To do:
1) In the Electric Eel video thread, what torque setting does Will use for the clutch?
2) Repeat word for word the stretch of the Electric Eel video thread that begins with the words containing "The video I" and ends with "on the machine.".

Selected passage:
========================
# Electric Eel Model C Videos



## Will (Jun 6, 2010)

As requested a video of the Electric Eel Dual Cable self feeding. As you can see I have no hands on the machine and it pulls itself into the pipe. I'll post a better video is a few minutes when it's done unloading.


----------



## highpoint (Mar 3, 2009)

Lol


----------



## plbgbiz (Aug 27, 2010)

What happens when the cable binds up in broken pipe or roots?


----------



## tungsten plumb (Apr 15, 2010)

Will said:


> As requested a video of the Electric Eel Dual Cable self feeding. As you can see I have no hands on the machine and it pulls itself into the pipe. I'll post a better video is a few minutes when it's done unloading.
> 
> Electric Eel 1.25" Dual Cable Pulling Power - YouTube


Hey Will make a video of you using the drill and eel if you get a chance. I saw the one Rod made but I'd like to see it from another perspective.


----------



## Will (Jun 6, 2010)

Here is a better video


http://www.youtube.com/watch?v=HcQ2EDy_XbI&feature=youtu.be


----------



## Will (Jun 6, 2010)

plbgbiz said:


> What happens when the cable binds up in broken pipe or roots?



The video I post is just to show that the cable will feed itself into the pipe. I never operate the machine in that way. I always have my hands on the machine.

I have the clutch set at 100 lbs of torque so yo can tell when it hits a bad section or root mass. The motor will have a "different" sound to it when it hits a tough section, also the cable stop feeding into the pipe letting you know you have hit a tough section. You can crank the clutch to a higher setting, but you when run the risk of cable or pipe damage. I've found that 100 lbs is more than enough to clear any blockage if it is cleanable.


----------



## Will (Jun 6, 2010)

tungsten plumb said:


> Hey Will make a video of you using the drill and eel if you get a chance. I saw the one Rod made but I'd like to see it from another perspective.
========================
Dataset rows:
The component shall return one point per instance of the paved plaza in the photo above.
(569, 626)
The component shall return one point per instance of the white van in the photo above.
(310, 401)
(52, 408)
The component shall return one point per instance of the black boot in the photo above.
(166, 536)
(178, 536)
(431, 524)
========================
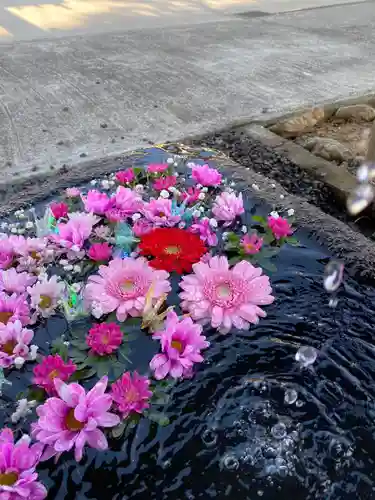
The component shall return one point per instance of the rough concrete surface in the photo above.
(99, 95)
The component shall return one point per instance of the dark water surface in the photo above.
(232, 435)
========================
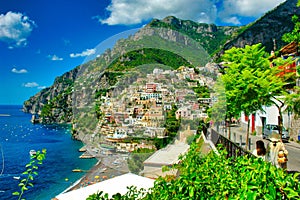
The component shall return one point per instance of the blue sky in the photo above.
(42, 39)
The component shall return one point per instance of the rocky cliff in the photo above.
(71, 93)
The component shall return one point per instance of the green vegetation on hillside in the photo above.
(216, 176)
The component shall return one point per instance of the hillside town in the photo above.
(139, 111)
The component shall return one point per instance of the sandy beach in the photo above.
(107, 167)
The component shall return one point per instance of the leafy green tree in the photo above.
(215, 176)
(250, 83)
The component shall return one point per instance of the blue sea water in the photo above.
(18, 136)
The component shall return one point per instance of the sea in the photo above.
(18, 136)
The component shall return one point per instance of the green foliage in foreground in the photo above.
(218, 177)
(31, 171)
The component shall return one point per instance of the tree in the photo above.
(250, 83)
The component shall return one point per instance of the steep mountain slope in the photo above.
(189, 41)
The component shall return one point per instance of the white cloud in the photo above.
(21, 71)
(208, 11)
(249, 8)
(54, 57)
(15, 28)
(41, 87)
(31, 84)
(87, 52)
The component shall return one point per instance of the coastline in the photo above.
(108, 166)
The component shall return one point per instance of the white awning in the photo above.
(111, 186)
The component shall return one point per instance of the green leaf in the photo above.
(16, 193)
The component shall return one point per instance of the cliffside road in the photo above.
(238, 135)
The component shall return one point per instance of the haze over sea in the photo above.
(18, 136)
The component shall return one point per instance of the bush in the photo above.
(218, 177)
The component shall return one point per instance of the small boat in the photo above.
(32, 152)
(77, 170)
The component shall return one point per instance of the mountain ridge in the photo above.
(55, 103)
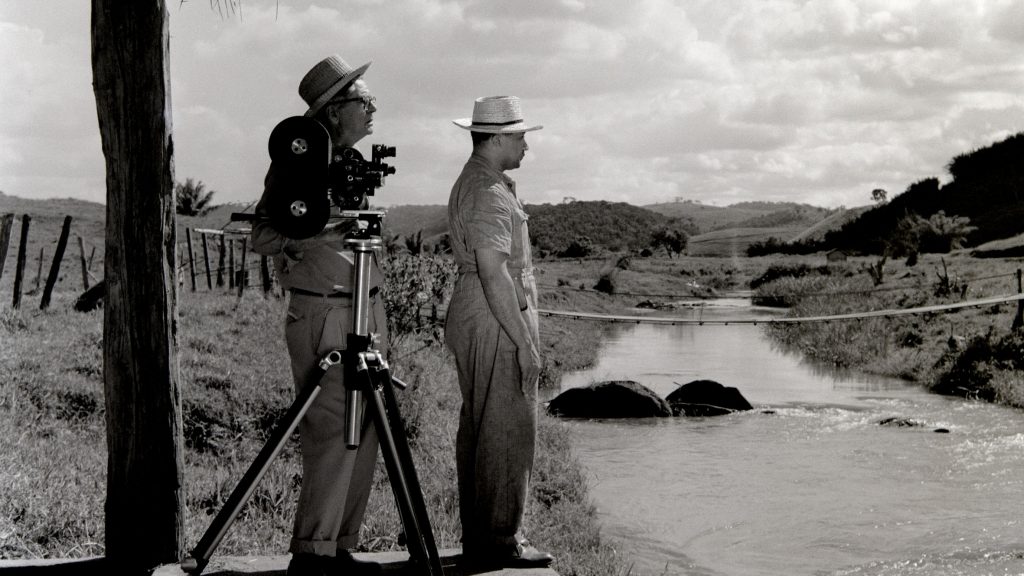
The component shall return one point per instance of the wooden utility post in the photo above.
========================
Solutions by task:
1) 100 lbs of torque.

2)
The video I post is just to show that the cable will feed itself into the pipe. I never operate the machine in that way. I always have my hands on the machine.